** Begin Extract to read **

If we take this a little further, water flows down from mountains and becomes streams and rivers that eventually flow into oceans. Water is a source of life and growth. From Eden, the throne, flowed the source of life for the garden. This was the beginning, and as we see from the quote from Revelation, Yahweh’s throne is again depicted as the source of the water of life at the end when heaven is fully joined to earth.

1 And he showed me a pure river of water of life, clear as crystal, proceeding from the throne of God and of the Lamb. Revelation 22:1 (NKJV)

Yet in scripture Jesus pointed us to another place that living water is to flow from. The place that is to be His present dwelling place on earth – us!

37 On the last day, that great day of the feast, Jesus stood and cried out, saying, “If anyone thirsts, let him come to Me and drink. 38 He who believes in Me, as the Scripture has said, out of his heart will flow rivers of living water.” 39 But this He spoke concerning the Spirit, whom those believing in Him would receive; for the Holy Spirit was not yet given, because Jesus was not yet glorified. John 7:37–39 (NKJV)

Jesus taught that as a result of the new birth and the outpouring of the Holy Spirit that He would flow as living water out from the thirsty. A key point in this passage is that if we want living water to flow forth from us, we must first be thirsty! Jesus said that if we hunger and thirst for righteousness, we will be filled (Matthew 5:6). Isaiah invited all who thirst to come to the water (Isaiah 55:1). As we thirst, we drink and what we drink flows out from us.

One of the ways we express our thirst is through worship. In my experience and that of others, worship stirs something up in me and as a result of my thirst living water flows out from me to touch others. It may touch them through intercession, practical help or prayer ministry to them. The important point is that our thirst releases something to bless others, His life flows out from us! When we have enough thirsty people releasing enough water, we change the spiritual environment in our homes and communities. If we want to see change this coming year then recognize that the more we thirst and come to Him to drink, the more living water flows through us to those around us. In the kingdom economy what we thirst for we release! Pray for a deep thirst!


Of the many interesting and important things Jesus said, the following two are relevant to introduce our subject, Presence.

8 So the master commended the unjust steward because he had dealt shrewdly. For the sons of this world are more shrewd in their generation than the sons of light. Luke 16:8 (NKJV)

16 “Behold, I send you out as sheep in the midst of wolves. Therefore be wise as serpents and harmless as doves. Matthew 10:16 (NKJV)

Here Jesus encourages us to be as wise as the world around us. He doesn’t tell us to function as them, hence His exhortation to be ‘wise as serpents and harmless as doves.’ We are to exercise godly wisdom in the world, not behave like the world in our daily interactions.

As we look at Presence, first some background that relates to the scripture references above. While Christmas shopping, I saw an ad prominently displayed on a large screen in a store, “Here for the Presence.” Now, as a public service announcement, I don’t recommend going to a mall in the afternoon in mid December! However, as I had done that, I had plenty of time to reflect on the ad while waiting in line. That aside, the ad caught my attention and stirred my heart. Some clever marketer hit on promoting the idea that people came to this store not merely to shop but to experience a certain atmosphere, a presence in that place. Which meant there had to be something beyond the merchandise drawing them. That could have been being part of a certain subculture, a sense of identity and belonging.

** End Extract to read **
** Begin Dataset rows **

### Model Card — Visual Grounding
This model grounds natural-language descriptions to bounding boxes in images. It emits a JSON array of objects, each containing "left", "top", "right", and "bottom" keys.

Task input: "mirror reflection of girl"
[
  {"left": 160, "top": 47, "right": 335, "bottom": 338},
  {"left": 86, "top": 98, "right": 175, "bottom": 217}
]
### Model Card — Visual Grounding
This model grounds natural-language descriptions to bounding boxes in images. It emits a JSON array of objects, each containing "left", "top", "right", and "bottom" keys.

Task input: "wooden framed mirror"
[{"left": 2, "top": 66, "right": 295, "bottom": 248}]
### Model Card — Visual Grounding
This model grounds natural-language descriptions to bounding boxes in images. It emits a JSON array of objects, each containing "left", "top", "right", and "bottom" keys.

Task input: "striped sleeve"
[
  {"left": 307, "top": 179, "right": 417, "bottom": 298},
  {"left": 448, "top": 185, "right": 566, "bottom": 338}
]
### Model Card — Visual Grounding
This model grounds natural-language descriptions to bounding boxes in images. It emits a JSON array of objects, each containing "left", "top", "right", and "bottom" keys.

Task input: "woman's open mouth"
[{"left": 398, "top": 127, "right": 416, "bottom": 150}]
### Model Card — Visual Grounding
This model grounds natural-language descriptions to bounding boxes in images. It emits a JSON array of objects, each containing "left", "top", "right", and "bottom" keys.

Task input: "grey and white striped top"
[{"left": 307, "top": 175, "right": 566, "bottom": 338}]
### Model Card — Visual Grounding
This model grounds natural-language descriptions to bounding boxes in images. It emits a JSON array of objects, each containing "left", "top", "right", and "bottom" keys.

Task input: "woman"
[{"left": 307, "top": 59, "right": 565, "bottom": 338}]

** End Dataset rows **

(Task):
Please carry on the reflection on living water and Presence, starting right after its last sentence.

(Exercise result):
In my brief interactions with the staff, I also sensed that they also were attempting to create a presence. The ad and behaviour were aligned and it was reflected in the long line up at the sales counter. There was congruence between the stated goal of the ad, ‘presence,’ and the behaviour of the staff. Thus, while still in line I put a note in my phone as I wanted to write about what I had encountered.

In my reflections I began to think about our gatherings as His body and wondered what drew us and whether we intentionally sought to create an atmosphere that would draw His Presence. My qualifier here is that there is a difference between the Lord’s omnipresence and the degrees of His manifest presence. I am focused on the latter. In my experience, with some notable exceptions, most events I have attended over the decades have focused more on gathering people than drawing presence. While we need people, we need them to encounter Jesus when we draw them. I deeply believe we should focus more on aligning all we do to draw His presence. I think we need to spend more time in corporate worship and prayer, seeking to bless the Father’s heart. I believe we need to create space for more to share their hearts and learn how to minster to one another as a body.

I believe that if we think and practice along these lines, we will draw His Presence and His Presence will draw us. Why not build our gatherings around Jesus’ agenda and engage in a wholehearted pursuit of His Presence the way it is reflected in scripture.

4 One thing I have desired of the Lord, That will I seek: That I may dwell in the house of the Lord All the days of my life, To behold the beauty of the Lord, And to inquire in His temple. Psalm 27:4 (NKJV)

8 When You said, “Seek My face,” My heart said to You, “Your face, Lord, I will seek.” Psalm 27:8 (NKJV)

18 But we all, with unveiled face, beholding as in a mirror the glory of the Lord, are being transformed into the same image from glory to glory, just as by the Spirit of the Lord. 2 Corinthians 3:18 (NKJV)

11 You will show me the path of life; In Your presence is fullness of joy; At Your right hand are pleasures forevermore. Psalm 16:11 (NKJV)

Here is a song reflecting a heart desire for His Presence.

 Lord Let Your Glory Fall https://www.youtube.com/watch?v=fGdpMbZey4Y

The Church: Addendum

My friend Mark Adams, a faithful pastor and teacher for many decades in Edmonton, provided a comment on my last post listing the various things we may engage in as we gather as His body. Mark’s list is the basis for this addendum. I have not included the scriptures as that would make this an extremely long post, but the references are there that support the practices. I have done some minor editing and additions. Mark did the hard work. 

Here is a list from the New Testament of activities that the church was encouraged to engage in when they gathered as the body. Activities that by extension we can and should engage in.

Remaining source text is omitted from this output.